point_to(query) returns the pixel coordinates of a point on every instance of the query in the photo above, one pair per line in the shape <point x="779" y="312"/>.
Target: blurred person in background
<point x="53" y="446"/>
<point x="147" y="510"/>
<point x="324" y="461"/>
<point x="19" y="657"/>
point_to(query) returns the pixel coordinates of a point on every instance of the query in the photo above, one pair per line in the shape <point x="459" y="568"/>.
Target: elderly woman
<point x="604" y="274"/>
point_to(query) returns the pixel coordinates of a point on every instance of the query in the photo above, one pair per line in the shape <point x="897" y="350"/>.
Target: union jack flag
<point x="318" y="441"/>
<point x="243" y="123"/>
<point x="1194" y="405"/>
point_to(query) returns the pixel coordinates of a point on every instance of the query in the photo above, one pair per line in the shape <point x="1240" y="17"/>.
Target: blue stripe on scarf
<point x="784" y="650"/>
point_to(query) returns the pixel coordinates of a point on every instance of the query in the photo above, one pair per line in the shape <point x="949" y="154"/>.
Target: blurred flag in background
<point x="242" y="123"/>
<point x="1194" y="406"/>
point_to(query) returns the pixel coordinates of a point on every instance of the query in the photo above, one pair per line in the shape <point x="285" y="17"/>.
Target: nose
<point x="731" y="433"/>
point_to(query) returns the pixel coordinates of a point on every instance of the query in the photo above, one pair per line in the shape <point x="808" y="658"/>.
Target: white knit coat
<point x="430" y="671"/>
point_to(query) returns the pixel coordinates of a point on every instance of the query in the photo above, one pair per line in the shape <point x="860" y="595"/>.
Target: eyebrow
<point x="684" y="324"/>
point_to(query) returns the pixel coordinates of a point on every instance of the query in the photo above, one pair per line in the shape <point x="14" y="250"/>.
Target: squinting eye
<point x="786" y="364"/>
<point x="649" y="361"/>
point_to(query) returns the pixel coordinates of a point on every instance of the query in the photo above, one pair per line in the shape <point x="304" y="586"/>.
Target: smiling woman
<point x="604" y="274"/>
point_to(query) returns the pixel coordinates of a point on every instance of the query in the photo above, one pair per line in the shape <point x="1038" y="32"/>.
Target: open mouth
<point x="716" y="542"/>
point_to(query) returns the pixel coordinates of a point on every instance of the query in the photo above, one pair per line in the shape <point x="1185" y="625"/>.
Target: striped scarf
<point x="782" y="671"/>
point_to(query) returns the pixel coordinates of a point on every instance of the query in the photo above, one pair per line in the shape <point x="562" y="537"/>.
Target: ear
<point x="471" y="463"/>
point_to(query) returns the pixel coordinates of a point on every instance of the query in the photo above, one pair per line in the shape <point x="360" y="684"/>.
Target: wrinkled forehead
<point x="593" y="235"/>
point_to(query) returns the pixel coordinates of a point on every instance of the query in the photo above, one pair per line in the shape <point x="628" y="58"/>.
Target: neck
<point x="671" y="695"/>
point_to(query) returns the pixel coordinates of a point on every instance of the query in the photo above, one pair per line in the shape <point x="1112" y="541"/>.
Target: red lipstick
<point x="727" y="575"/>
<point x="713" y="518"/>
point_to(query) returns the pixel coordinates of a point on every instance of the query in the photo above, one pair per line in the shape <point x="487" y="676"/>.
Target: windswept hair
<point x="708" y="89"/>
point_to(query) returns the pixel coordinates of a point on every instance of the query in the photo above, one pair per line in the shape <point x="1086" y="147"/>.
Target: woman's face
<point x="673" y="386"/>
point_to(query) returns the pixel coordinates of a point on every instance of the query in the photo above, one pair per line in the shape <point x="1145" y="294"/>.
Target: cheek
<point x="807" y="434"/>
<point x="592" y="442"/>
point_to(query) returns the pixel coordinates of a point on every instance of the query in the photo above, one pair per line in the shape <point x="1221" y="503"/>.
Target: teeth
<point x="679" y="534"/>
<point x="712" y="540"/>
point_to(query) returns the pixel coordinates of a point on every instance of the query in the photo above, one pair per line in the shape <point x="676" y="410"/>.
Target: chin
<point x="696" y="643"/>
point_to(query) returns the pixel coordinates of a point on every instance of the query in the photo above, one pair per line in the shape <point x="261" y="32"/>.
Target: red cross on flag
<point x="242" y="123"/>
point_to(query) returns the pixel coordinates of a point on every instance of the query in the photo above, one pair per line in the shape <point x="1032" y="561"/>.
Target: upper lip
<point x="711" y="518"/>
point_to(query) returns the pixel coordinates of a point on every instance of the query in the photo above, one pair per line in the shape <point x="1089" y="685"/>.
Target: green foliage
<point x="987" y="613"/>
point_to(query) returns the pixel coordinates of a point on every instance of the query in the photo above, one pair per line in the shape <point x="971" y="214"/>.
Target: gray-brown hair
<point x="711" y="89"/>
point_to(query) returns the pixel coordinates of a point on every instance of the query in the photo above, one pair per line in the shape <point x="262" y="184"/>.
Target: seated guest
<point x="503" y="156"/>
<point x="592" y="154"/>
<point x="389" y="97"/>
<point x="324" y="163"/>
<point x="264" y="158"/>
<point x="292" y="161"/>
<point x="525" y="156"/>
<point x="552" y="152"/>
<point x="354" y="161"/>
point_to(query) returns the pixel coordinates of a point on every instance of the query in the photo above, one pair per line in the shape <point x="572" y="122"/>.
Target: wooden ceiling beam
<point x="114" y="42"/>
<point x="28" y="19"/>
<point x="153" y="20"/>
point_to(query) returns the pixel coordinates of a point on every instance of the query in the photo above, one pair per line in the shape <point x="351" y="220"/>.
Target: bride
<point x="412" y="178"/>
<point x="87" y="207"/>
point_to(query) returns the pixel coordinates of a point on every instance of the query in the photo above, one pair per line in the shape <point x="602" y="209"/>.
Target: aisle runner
________________________
● WHAT IS REQUIRED
Select every line of the listing above that contains the word "woman", matching case exactly.

● SOLUTION BELOW
Target: elderly woman
Target: smiling woman
Target: woman's face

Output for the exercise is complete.